───── Supplied text ─────

Cartesia Speech

OpenClaw speech provider plugin for Cartesia Sonic-2 — high-quality TTS with voice cloning, drop-in for messages.tts and talk surfaces (Telegram voice notes, etc.).

Audits

Pass

Install

openclaw plugins install clawhub:openclaw-cartesia

openclaw-cartesia — Cartesia Sonic-2 TTS for OpenClaw

npm version License: MIT

OpenClaw speech provider for Cartesia Sonic-2 — high-quality text-to-speech with instant voice cloning, drop-in for OpenClaw's messages.tts pipeline, talk-voice CLI, and any channel that supports voice notes (Telegram, Slack, Discord, etc.).

Why

OpenClaw bundles ElevenLabs, Azure, Google, etc. as speech providers, but not Cartesia. Cartesia's Sonic-2 is competitively priced (generous free tier), has very low TTFB (~90ms), and produces excellent instant voice clones — but you couldn't use it as a first-class OpenClaw provider until now.

This plugin closes that gap. It registers cartesia as a speechProviders contract so OpenClaw can:

  • Speak messages.tts replies in Telegram, Slack, Discord, etc. (voice notes)
  • Power the talk-voice (sag) CLI skill
  • Synthesize audio files (MP3) for embedded surfaces
  • Stream PCM for telephony

Install

Requires Node 20+ and ffmpeg on PATH (used to transcode PCM → OGG/Opus for voice notes — Cartesia doesn't emit Opus natively).

From npm (recommended)

openclaw plugins install npm:openclaw-cartesia

From a local path (for development)

git clone https://github.com/parijatmukherjee/openclaw-cartesia.git
openclaw plugins install ./openclaw-cartesia

From git

openclaw plugins install git:github.com/parijatmukherjee/openclaw-cartesia

Configure

Drop the snippet at examples/openclaw.json.snippet into your openclaw.json (merging — don't overwrite). Minimal version:

{
  "plugins": {
    "allow": ["cartesia"],
    "entries": { "cartesia": { "enabled": true } }
  },
  "messages": {
    "tts": {
      "persona": "dobby",
      "personas": {
        "dobby": {
          "providers": {
            "cartesia": {
              "voiceId": { "source": "env", "provider": "default-env", "id": "CARTESIA_DOBBY_VOICE_ID" }
            }
          }
        }
      },
      "providers": {
        "cartesia": {
          "apiKey": { "source": "env", "provider": "default-env", "id": "CARTESIA_API_KEY" }
        }
      }
    }
  }
}

Set the env vars (recommended: 1Password CLI, sops, or systemd EnvironmentFile=):

export CARTESIA_API_KEY=sk_car_xxxxxxxxxxxxxxxx
export CARTESIA_DOBBY_VOICE_ID=00000000-0000-0000-0000-000000000000

Restart the gateway:

openclaw gateway restart

When does the voice actually fire?

This plugin only registers Cartesia as a speech provider. Whether a given assistant turn produces audio is decided by OpenClaw's top-level messages.tts.auto setting. Valid modes:

messages.tts.autoBehavior
"off"Never auto-speak — TTS only fires when manually invoked.

─────

▸ To-do list:
A: Print everything in the Cartesia plugin page from "OpenClaw speech provider plugin" down to "voice notes, etc.).", word for word.
B: Please carry on the Cartesia plugin page from the point where it stops.
The material after this point isn't needed.

───── Given information ─────

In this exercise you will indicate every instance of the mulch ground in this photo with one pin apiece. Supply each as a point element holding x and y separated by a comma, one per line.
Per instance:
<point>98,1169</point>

─────

▸ Exercise responses:
A:
OpenClaw speech provider plugin for Cartesia Sonic-2 — high-quality TTS with voice cloning, drop-in for messages.tts and talk surfaces (Telegram voice notes, etc.).

B:
"always"Speak every assistant turn. Produces a text + voice duplicate for text inputs unless you pair with cartesia.config.suppressDuplicateText: true.
"inbound"Speak only when the user's inbound message was audio. Recommended: voice-on-voice, text-on-text.
"tagged"Speak only when the turn is explicitly tagged for TTS.

If you see Dobby reply with text and voice to every text message you send, you almost certainly want "inbound" (and a gateway restart):

openclaw config set messages.tts.auto inbound
openclaw gateway restart

suppressDuplicateText is a complement to auto, not a replacement: auto decides whether to synthesize at all, and suppressDuplicateText cancels the redundant text-send when synthesis did happen.

Provider config reference

All keys live under messages.tts.providers.cartesia (or personas.<id>.providers.cartesia for per-persona overrides):

KeyTypeDefaultPurpose
apiKeystring | SecretRef(from env CARTESIA_API_KEY)Cartesia API key
voiceIdstring | SecretRefrequiredCartesia voice id (see Voices)
modelIdstring"sonic-2"Cartesia model id
baseUrlstring"https://api.cartesia.ai"Override for self-hosted / regional
versionstring"2024-11-13"Cartesia-Version header
languagestring"en"BCP-47 language code

Output formats

The plugin picks the right format based on the synthesis target:

Target (req.target)OutputWhy
voice-noteOGG/Opus 48kHz, ~64kbps (via ffmpeg)Telegram, Slack, etc. render as voice bubbles
audio-fileMP3 44.1kHz, 128kbps (native Cartesia)Generic playback
telephonyPCM_S16LE 48kHz monoStreaming voice (Twilio etc.)

Voice cloning

Create your clone in the Cartesia dashboard (Instant Voice Cloning is on the free tier). Copy the voice_id and set it as CARTESIA_DOBBY_VOICE_ID.

Development

git clone https://github.com/parijatmukherjee/openclaw-cartesia.git
cd openclaw-cartesia
# No build step needed — `src/` is plain ESM, `dist/` is a copy for npm publish.
# Validate:
node --check dist/index.js

To test in your local OpenClaw:

openclaw plugins install ./openclaw-cartesia
openclaw plugins inspect cartesia --runtime
openclaw gateway restart

License

MIT — see LICENSE.

Status

✅ v0.2.3 — runs in production on OpenClaw 2026.5.7. Verified end-to-end on Telegram voice notes. Telephony PCM path implemented but unverified. Issues and PRs welcome — see CHANGELOG.md for release history.

Known limitations

  • suppressDuplicateText is a hook-based workaround, not a first-class OpenClaw feature. It cancels the channel's text-send by sequence proximity to the voice synthesis. Works in 1:1 chats and the canonical agent-reply path; may not handle multi-message turns or out-of-order delivery cleanly.
  • Telegram channel delivers Cartesia audio as a voice note via sendVoice automatically when the synthesis is voiceCompatible: true (OGG/Opus). Other channels with voice-note support are not yet verified.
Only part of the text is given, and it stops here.